> _Your goal_
Exact repetition of every record is required.
*** Begin section ***
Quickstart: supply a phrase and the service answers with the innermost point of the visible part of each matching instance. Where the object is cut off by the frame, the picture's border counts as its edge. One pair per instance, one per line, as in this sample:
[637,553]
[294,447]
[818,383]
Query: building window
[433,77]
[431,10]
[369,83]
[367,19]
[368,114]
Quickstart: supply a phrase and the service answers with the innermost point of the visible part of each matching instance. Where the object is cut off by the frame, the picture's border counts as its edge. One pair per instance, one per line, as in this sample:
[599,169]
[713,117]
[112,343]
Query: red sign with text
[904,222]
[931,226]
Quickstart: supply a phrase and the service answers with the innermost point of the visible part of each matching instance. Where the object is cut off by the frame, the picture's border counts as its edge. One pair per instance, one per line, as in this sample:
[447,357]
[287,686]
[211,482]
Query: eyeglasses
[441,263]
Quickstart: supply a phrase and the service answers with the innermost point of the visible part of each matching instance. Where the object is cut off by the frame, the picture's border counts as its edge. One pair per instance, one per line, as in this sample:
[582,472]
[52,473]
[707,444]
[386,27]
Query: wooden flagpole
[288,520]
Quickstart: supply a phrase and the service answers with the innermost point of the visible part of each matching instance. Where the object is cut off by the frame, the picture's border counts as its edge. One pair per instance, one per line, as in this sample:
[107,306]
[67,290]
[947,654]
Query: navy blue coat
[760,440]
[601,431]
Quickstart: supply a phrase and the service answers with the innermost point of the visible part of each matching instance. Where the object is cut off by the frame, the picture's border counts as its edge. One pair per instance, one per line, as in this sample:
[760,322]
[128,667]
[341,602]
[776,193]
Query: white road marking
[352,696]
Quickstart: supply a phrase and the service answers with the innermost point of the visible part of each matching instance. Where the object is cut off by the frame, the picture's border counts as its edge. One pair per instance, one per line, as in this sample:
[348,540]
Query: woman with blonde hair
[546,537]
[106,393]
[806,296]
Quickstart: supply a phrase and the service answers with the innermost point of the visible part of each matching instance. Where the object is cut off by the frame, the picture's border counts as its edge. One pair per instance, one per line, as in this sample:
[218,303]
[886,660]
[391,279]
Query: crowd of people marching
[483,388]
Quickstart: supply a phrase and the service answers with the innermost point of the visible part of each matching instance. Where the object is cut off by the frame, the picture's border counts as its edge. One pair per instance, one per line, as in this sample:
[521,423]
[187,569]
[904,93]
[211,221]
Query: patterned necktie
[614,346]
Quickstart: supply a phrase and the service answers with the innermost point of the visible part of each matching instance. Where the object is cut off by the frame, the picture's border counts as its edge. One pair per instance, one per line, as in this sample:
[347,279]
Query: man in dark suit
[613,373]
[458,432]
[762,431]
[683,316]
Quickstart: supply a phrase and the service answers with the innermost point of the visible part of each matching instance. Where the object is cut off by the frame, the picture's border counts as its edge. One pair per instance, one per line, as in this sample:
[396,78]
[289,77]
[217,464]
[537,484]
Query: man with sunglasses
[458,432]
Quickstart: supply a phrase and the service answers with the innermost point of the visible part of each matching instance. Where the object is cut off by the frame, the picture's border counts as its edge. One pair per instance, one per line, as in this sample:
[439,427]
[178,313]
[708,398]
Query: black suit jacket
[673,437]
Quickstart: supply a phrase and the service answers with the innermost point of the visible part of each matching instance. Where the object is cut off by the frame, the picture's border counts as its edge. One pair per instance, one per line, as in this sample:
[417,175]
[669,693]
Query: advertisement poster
*** End section ***
> _Answer box_
Quickstart: supply a phrase and the service answers with the innermost point of the visible part of each matching instance. Where the object is cut off by the frame, the picture's border counts as its edge. One pair per instance, one per line, as in this sample:
[637,553]
[294,447]
[818,383]
Query: building window
[433,77]
[431,10]
[369,83]
[367,19]
[368,114]
Quickstart: supply a phrase and the service answers with the innermost point of the visible part of each matching instance. Where the object is cut off by the frame, the picture's border counts as its edge. One pair per instance, one per line, as in this sample:
[599,169]
[713,117]
[112,343]
Query: red sign with text
[904,222]
[931,226]
Quickstart: supply a phrase and the service answers with the innermost point of the visible part of each matching instance. Where the object is cut off by the frame, the picture's border counts as its edge. One pair per instance, one per line, as in this sample:
[447,357]
[287,686]
[211,482]
Query: eyeglasses
[441,263]
Quickstart: supply a phrase and the service answers with the innermost point of the visible part of each matching instance. Where the object is cut off by the frame, the picture's border counts as its edge. One pair per instance, one per line, as in this sample:
[582,472]
[52,473]
[707,444]
[386,27]
Query: wooden flagpole
[288,520]
Quickstart: supply a phrase and the service answers with the innermost point of the visible part of each matching instance. Where the object is cut off by the frame, the picture's border counts as its edge. One pair per instance, one per line, as in this sample:
[107,306]
[67,290]
[947,654]
Query: navy blue coat
[760,440]
[601,431]
Quickstart: supply a phrase and the service answers with the innermost point of the visible part of each matching instance. Where the object is cut off by the frame, the picture's border counts as its edge. One pair per instance, one per line, as in this sample:
[760,322]
[128,667]
[341,602]
[776,193]
Query: white road marking
[352,696]
Quickstart: supply a phrase and the service answers with the innermost point of the visible part of each matching instance. Where the object is cut off by the frame, the picture's border counts as its edge. One pair per instance, one per line, as in this sample:
[348,540]
Query: woman with blonde hair
[546,537]
[106,393]
[806,296]
Quickstart: supply a phrase and the service answers with the innermost point of the visible part of each matching instance. Where the object is cut off by the frame, the picture's border counts as its edge. One pair per instance, one per line, as in this sample:
[218,303]
[886,660]
[391,279]
Query: crowd of people marching
[483,388]
Quickstart: supply a phrase and the service answers with the innermost point of the visible part of each matching instance. Where the object is cut off by the frame, the picture's border counts as its edge. One pair per instance, one per line, as in this sample:
[521,423]
[187,569]
[904,93]
[211,221]
Query: patterned necktie
[614,346]
Quickstart: supply a phrase and the service answers with the innermost point of the visible part of each matching instance. Where the object is cut off by the frame, the picture's border counts as its edge. One pair per instance, one per line, as in this sample:
[347,279]
Query: man in dark suit
[613,373]
[458,432]
[762,431]
[683,316]
Quickstart: supply a phrase and the service answers with the innermost point of the visible part of each matching instance. Where the object is cut off by the frame, the picture's border counts as its edge. One pair per instance, one per line, as in this sample:
[396,78]
[289,77]
[217,464]
[537,484]
Query: man with sunglasses
[458,432]
Quickstart: supply a phrase and the service answers with the innermost point of the visible part of each matching instance. Where the object is cut off by the frame, the picture's border counts as its edge. One pair per instance, one per line, as in this sample:
[439,427]
[178,313]
[708,398]
Query: black suit jacket
[673,437]
Quickstart: supply a phrase and the service answers with the innermost point of the visible part of each matching instance. Where the object is cut off by the frame, the picture's border counts as its edge. One pair per instance, one per line, as in this sample:
[417,175]
[669,693]
Query: advertisement poster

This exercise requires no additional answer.